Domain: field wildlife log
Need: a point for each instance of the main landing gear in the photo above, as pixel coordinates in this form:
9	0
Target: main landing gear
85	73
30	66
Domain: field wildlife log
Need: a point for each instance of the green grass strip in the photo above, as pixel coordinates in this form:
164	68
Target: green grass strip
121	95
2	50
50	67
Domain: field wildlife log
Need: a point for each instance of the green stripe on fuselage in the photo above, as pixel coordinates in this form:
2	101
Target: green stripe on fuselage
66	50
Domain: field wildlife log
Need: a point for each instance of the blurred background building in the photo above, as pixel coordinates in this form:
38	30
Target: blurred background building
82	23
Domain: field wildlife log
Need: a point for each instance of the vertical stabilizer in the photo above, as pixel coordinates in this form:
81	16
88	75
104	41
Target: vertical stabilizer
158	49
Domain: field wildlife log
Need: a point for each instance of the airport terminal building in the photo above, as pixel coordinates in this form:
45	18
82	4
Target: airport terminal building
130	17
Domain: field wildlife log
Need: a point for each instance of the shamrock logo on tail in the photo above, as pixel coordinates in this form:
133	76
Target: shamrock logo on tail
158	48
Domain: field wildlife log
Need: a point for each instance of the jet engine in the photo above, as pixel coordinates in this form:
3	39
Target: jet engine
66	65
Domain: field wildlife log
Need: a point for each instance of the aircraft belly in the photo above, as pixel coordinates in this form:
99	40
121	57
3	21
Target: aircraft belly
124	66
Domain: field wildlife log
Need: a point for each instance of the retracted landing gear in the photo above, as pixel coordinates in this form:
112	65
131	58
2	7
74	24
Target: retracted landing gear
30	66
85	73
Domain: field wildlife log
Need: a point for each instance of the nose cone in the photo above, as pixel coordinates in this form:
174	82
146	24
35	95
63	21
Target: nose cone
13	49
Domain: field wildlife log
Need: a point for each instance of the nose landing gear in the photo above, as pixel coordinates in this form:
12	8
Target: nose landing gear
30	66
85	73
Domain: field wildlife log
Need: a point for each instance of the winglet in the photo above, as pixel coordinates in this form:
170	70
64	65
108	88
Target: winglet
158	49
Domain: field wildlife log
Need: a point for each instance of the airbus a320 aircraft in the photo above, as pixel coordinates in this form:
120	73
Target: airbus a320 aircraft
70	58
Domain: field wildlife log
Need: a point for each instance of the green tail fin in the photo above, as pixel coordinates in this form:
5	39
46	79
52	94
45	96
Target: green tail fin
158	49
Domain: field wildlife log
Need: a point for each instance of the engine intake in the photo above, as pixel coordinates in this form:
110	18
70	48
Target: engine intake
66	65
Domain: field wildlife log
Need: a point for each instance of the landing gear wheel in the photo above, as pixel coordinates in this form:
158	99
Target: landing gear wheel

::::

Give the complete listing a second time, exactly as it reads.

Domain: field wildlife log
Need: a point for each instance of the main landing gear in the photo above, as pixel coordinates in this form:
9	0
Target: main landing gear
85	73
30	66
Domain: field wildlife log
Need: a point for each instance of the green grass strip in the photo above, as pixel coordinates in this form:
164	68
Target: green grass strip
121	95
2	50
50	67
Domain: field wildlife log
Need: a point for each instance of the green stripe on fuselage in the photo above, as pixel coordinates in this form:
2	101
Target: green stripe on fuselage
66	50
Domain: field wildlife log
Need: a point for each instance of the blurred background building in the photo above, as pixel coordinates in this form:
38	30
Target: blurred background building
82	23
Domain: field wildlife log
Need: a point for each instance of the vertical stabilizer in the photo above, as pixel coordinates in this form:
81	16
88	75
104	41
Target: vertical stabilizer
158	49
Domain: field wildlife log
Need: a point for each instance of the airport terminal building in the photo above, as pixel coordinates in this form:
45	18
82	4
Target: airport terminal building
130	17
Domain: field wildlife log
Need: a point for each instance of the shamrock logo on tail in the photo above, as pixel coordinates in this form:
133	76
Target: shamrock logo on tail
158	48
Domain: field wildlife log
Need: a point for each instance of the jet engine in the photo above, as pixel coordinates in this form:
3	39
Target: jet engine
66	65
Domain: field wildlife log
Need: a point for each instance of the aircraft belly in the photo above, as pixel coordinates in this form:
99	40
121	57
3	21
Target: aircraft belly
124	66
Domain: field wildlife log
Need: a point for each instance of the retracted landing gear in the photo above, as pixel coordinates in this form:
112	65
131	58
2	7
74	24
Target: retracted landing gear
30	66
85	73
Domain: field wildlife log
Need: a point for each instance of the nose cone in the photo above, as pixel coordinates in this form:
174	82
146	24
35	95
63	21
Target: nose cone
13	49
Domain: field wildlife log
Need: a point for each instance of the nose landing gear in the photo above, as pixel coordinates in this form:
12	8
Target: nose landing gear
30	66
85	73
Domain: field wildlife log
Need: a point for each instance of the winglet in the photo above, as pixel coordinates in this form:
170	70
64	65
108	88
Target: winglet
158	49
Domain: field wildlife log
Need: a point for each instance of the airbus a320 aircraft in the photo above, as pixel coordinates in this form:
120	73
Target: airbus a320 aircraft
70	58
Domain: field wildlife log
Need: a point for each instance of the green tail fin in the photo above, as pixel coordinates in this form:
5	39
46	79
52	94
45	96
Target: green tail fin
158	49
Domain: field wildlife log
Need: a point for each instance of the engine intake in the photo above, as pixel coordinates in this form:
110	18
70	48
Target: engine intake
66	65
Domain: field wildlife log
Need: a point for each instance of the landing gear wheel in the photo above, as pixel coordinates in this form:
158	99
Target: landing gear wheel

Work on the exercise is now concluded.